[Exercise] Pull out each line in the rows below that has the word "pink" in it, and copy those lines without changing them.

[Raw data]
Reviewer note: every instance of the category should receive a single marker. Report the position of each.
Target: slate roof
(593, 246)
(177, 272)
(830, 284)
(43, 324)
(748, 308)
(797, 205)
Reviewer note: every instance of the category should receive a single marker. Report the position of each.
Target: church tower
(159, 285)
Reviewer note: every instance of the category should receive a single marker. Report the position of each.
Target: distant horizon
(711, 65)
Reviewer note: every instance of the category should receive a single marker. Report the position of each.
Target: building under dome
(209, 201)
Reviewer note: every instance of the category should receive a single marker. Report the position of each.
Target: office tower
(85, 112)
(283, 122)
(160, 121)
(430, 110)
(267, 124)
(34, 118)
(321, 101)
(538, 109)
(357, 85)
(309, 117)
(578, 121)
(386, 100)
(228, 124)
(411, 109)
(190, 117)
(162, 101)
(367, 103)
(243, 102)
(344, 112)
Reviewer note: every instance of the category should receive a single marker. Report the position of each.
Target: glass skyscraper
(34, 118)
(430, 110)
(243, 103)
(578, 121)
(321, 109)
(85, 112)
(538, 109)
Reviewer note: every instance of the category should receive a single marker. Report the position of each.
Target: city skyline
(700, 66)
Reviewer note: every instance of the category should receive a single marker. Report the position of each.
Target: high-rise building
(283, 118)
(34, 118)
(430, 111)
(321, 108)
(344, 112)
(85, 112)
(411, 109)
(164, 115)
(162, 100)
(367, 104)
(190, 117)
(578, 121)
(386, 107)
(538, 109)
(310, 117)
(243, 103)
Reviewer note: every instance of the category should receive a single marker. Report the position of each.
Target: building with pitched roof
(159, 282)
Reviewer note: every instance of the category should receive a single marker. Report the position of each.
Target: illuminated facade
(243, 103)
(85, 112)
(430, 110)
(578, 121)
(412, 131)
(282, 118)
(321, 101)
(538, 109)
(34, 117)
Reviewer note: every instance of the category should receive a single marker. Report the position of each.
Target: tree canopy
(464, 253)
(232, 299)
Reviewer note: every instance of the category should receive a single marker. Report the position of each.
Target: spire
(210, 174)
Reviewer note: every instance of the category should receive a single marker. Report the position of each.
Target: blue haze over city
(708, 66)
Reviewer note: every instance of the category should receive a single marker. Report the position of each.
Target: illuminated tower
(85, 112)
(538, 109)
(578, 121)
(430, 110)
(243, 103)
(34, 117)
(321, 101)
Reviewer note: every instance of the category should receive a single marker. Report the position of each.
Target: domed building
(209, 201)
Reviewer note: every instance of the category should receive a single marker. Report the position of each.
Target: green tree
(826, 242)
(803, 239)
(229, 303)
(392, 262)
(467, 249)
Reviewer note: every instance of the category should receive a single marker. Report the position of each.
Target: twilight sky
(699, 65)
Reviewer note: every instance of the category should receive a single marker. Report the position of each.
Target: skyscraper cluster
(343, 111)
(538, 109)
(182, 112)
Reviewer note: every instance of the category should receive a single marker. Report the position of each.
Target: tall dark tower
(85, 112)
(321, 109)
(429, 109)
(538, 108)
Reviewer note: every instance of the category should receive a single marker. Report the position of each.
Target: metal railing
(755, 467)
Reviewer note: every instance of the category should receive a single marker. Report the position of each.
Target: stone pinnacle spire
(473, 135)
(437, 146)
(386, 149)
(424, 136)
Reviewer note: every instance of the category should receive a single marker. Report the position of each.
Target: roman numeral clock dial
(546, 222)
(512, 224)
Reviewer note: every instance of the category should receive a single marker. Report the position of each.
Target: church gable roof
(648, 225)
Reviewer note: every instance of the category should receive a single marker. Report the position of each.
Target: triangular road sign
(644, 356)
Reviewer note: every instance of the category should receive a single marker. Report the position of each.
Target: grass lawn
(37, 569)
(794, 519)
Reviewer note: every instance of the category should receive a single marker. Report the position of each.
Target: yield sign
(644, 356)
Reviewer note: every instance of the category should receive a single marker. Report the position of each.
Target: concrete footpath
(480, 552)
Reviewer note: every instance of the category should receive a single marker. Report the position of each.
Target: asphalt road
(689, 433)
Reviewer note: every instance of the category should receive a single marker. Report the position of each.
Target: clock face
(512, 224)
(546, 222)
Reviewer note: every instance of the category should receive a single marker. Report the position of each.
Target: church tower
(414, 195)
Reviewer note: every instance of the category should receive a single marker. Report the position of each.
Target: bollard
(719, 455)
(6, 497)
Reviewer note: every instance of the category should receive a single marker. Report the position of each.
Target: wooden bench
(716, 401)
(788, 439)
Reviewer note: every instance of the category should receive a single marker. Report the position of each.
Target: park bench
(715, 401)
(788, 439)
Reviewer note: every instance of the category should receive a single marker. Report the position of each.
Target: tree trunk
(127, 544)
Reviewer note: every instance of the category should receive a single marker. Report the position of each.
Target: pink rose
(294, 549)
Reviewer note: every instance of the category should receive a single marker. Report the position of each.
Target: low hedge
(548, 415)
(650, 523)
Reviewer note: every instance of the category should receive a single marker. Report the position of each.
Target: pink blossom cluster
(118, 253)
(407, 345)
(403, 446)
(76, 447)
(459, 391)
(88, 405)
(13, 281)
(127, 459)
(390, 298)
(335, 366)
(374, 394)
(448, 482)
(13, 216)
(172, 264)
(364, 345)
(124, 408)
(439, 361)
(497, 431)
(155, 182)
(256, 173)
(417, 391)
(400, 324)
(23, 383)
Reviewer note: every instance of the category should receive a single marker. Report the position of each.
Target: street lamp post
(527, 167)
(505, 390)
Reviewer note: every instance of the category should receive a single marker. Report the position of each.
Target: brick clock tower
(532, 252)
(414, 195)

[Full solution]
Target: pink rose
Target: pink blossom cluster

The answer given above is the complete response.